--- START Given records ---
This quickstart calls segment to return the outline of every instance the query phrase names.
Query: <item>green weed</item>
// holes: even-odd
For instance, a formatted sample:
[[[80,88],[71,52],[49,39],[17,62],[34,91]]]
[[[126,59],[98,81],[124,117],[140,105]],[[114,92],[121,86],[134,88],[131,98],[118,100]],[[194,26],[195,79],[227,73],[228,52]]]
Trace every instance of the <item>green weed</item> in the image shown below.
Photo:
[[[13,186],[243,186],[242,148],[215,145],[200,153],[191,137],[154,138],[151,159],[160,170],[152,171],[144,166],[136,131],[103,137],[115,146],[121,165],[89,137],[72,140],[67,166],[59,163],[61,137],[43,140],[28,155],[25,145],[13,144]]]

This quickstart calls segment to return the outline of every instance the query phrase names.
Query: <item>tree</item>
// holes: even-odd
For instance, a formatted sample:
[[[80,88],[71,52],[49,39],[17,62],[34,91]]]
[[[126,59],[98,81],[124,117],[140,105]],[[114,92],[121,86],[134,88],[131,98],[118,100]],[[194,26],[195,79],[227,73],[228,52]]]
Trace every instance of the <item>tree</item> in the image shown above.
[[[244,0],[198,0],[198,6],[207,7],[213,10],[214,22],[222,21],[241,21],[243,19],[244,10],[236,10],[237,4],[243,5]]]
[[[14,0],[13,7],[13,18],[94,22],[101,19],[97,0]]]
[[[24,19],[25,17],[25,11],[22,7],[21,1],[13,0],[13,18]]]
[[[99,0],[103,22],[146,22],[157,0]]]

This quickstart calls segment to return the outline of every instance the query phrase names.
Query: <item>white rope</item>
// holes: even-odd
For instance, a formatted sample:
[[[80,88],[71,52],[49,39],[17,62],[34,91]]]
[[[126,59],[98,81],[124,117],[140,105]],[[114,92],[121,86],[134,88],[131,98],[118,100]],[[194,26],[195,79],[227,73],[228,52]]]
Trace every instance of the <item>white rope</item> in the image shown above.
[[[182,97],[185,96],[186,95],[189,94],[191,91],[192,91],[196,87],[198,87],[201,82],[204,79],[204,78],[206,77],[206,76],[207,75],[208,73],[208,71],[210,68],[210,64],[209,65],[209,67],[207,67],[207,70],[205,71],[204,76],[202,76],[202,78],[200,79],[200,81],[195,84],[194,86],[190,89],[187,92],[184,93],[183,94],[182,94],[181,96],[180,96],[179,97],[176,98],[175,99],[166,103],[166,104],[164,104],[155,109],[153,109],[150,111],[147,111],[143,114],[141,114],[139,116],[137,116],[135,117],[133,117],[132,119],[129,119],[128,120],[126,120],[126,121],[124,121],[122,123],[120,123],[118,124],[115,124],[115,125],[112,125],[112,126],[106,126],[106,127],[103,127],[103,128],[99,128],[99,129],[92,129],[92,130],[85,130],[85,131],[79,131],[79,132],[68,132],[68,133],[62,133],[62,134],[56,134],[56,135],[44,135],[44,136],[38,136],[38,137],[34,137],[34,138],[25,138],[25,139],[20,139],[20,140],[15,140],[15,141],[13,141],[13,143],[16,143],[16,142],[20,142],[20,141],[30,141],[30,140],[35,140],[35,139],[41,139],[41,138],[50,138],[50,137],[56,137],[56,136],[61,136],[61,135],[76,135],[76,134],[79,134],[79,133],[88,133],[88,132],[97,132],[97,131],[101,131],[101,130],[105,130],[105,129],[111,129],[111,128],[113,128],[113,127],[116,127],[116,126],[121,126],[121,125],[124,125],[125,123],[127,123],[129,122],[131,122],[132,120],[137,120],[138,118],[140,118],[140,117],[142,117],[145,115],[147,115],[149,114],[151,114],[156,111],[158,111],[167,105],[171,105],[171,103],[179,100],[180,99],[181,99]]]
--- END Given records ---
Please rewrite the stretch from the start of the records through the line containing "[[[99,0],[103,22],[146,22],[157,0]]]" in full, leaving all other text as it is but shifting every polygon coordinate in the answers by -112.

▸ **Exercise output**
This quickstart calls segment to return the outline of every instance the query phrase names.
Query: <item>green weed</item>
// holes: even-odd
For instance, a formatted sample:
[[[80,88],[71,52],[49,39],[17,62],[34,91]]]
[[[126,59],[98,81],[124,117],[140,105]],[[114,92],[121,86],[134,88],[131,98],[118,100]],[[194,26],[195,79],[227,73],[228,52]]]
Trace every instance of the <item>green weed</item> in the image shown below.
Photo:
[[[-99,74],[131,74],[130,36],[103,33],[88,41],[79,25],[42,26],[39,47],[48,58],[40,59],[32,54],[24,19],[-9,25],[3,34],[9,53],[-23,25],[-40,28],[-45,54],[-53,51],[-51,25],[-69,28],[-84,43],[-87,33],[-99,32]]]

This quickstart calls segment to return the outline of every instance the query phrase names.
Query: <item>tree</item>
// holes: even-odd
For instance, a formatted sample:
[[[80,88],[71,52],[49,39],[17,62],[34,91]]]
[[[126,59],[98,81],[124,117],[140,105]],[[114,92],[121,86],[134,88],[131,98],[118,100]],[[194,26],[195,79],[227,73],[228,52]]]
Trace every instance of the <item>tree</item> in the image shown above.
[[[132,-112],[86,-112],[86,-106],[95,-105],[101,-102],[102,-90],[110,-91],[129,-91],[131,-93],[132,-102],[124,-102],[125,-108],[131,-107]]]
[[[-98,-112],[-99,-105],[-99,-94],[-18,-90],[-11,-93],[-15,-112]]]
[[[-88,-93],[-87,-95],[-87,-101],[-90,-105],[-91,-111],[-99,-112],[-99,-94]]]
[[[-13,-112],[-9,-90],[34,-90],[45,-112]]]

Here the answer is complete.